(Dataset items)

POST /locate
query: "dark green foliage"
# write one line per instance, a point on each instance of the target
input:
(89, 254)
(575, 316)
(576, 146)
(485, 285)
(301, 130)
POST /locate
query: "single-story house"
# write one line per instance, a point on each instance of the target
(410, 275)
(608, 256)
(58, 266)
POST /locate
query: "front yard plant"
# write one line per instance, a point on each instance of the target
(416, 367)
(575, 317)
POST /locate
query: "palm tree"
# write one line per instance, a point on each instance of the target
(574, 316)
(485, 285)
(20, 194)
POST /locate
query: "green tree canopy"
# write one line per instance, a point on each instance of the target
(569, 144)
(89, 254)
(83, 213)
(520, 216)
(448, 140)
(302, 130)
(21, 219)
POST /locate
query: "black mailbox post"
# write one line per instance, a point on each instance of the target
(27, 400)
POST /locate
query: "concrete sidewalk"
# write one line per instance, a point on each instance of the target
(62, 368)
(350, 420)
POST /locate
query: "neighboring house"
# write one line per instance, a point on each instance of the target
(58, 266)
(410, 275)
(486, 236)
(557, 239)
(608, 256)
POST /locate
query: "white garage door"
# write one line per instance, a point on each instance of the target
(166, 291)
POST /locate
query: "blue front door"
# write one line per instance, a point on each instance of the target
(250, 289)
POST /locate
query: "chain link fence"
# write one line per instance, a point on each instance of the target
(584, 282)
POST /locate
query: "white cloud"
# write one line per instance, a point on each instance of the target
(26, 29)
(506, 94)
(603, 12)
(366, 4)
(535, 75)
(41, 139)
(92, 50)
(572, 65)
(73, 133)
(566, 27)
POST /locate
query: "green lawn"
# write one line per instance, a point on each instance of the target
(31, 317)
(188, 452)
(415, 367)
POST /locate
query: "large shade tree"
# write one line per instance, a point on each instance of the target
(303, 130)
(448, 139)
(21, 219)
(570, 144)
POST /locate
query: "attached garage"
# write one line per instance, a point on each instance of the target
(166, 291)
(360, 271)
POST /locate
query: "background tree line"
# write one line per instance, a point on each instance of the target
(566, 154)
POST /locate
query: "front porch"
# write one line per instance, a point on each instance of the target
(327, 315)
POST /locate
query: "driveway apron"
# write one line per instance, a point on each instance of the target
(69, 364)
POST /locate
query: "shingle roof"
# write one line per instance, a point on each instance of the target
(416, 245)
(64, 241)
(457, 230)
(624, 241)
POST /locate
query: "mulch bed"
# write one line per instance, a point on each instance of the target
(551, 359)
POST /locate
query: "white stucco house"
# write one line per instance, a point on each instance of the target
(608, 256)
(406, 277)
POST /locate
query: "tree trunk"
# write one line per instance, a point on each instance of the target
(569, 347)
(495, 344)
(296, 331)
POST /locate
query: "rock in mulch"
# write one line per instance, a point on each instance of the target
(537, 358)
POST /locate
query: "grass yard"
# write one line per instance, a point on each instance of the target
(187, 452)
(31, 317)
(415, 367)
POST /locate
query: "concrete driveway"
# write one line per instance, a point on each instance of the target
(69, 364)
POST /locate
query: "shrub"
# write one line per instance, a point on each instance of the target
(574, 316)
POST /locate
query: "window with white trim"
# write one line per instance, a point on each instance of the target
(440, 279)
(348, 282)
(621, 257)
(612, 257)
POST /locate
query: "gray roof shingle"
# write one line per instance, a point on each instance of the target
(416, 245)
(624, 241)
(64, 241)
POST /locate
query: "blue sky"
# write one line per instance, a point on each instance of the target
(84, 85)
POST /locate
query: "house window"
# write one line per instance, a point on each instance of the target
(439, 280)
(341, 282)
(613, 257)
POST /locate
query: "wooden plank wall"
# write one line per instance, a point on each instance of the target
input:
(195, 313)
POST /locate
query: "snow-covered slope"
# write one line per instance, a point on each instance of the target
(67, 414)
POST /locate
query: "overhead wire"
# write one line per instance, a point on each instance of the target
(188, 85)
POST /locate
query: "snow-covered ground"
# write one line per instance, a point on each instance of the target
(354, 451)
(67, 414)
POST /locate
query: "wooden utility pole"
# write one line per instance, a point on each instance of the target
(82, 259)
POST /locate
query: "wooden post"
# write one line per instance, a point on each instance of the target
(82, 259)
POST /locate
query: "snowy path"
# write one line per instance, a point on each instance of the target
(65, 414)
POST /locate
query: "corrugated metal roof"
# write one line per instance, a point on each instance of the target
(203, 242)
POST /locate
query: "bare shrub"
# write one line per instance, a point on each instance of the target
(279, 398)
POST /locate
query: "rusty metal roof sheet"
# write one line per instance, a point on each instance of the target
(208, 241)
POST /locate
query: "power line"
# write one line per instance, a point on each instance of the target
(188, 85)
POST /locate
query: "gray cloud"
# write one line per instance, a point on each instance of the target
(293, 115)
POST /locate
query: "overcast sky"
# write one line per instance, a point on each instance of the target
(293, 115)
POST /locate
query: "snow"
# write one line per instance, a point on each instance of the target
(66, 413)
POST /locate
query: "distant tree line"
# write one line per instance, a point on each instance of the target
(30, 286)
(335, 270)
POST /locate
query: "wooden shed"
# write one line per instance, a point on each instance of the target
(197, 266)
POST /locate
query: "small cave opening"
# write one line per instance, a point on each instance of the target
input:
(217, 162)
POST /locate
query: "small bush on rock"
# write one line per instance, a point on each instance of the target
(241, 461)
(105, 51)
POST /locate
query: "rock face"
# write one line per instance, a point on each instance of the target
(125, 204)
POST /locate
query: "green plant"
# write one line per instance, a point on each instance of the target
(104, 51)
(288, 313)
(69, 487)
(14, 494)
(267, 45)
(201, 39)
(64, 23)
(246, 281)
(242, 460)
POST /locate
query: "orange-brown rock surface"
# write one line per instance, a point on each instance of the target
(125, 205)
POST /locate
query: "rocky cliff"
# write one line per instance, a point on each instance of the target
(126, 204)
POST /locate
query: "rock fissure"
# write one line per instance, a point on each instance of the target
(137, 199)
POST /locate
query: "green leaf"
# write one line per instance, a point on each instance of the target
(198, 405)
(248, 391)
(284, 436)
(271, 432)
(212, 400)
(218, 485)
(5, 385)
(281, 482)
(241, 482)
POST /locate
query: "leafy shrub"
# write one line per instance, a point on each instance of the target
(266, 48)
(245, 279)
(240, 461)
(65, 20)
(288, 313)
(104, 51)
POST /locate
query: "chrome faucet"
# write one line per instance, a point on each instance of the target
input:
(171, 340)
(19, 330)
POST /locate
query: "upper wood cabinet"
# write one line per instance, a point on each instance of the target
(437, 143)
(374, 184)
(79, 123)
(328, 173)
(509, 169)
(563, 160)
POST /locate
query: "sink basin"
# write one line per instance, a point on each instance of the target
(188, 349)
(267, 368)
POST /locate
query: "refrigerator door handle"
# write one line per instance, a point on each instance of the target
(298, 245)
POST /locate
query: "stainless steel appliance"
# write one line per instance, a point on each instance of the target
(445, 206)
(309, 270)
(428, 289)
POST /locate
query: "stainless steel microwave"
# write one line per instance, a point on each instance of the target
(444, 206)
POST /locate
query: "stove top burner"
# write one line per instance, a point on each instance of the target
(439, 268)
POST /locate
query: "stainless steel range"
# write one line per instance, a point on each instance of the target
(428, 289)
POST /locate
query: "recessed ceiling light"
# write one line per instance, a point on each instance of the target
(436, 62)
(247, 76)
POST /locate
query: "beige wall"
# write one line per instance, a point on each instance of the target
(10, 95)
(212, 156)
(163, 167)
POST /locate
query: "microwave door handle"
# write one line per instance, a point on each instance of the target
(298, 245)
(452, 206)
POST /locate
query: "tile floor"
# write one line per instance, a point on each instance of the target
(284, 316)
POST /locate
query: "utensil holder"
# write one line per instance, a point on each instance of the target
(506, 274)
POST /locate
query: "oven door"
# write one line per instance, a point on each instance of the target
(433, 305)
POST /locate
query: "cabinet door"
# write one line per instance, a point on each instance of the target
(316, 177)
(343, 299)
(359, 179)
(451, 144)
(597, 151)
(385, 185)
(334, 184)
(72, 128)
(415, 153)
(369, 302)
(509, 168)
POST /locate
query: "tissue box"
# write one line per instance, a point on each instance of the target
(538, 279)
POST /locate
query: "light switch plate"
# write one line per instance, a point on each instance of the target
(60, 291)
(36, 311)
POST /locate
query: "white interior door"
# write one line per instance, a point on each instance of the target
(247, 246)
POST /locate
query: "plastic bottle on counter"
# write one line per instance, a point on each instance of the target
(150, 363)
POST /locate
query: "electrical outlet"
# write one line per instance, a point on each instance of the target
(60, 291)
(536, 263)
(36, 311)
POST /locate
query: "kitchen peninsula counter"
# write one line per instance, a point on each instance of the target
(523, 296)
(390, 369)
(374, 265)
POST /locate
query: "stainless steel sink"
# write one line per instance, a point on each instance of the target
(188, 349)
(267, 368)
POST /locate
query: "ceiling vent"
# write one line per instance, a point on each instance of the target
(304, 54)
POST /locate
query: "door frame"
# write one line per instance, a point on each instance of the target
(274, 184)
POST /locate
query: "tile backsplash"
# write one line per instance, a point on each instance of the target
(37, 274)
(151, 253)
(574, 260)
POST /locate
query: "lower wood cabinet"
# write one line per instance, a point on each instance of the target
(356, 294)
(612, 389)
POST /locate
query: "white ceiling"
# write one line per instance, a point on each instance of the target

YOUR ASSIGNMENT: Throughout the data above, copy all lines where the word "driveway" is found.

RESPONSE TO THE TASK:
query: "driveway apron"
query: "concrete driveway"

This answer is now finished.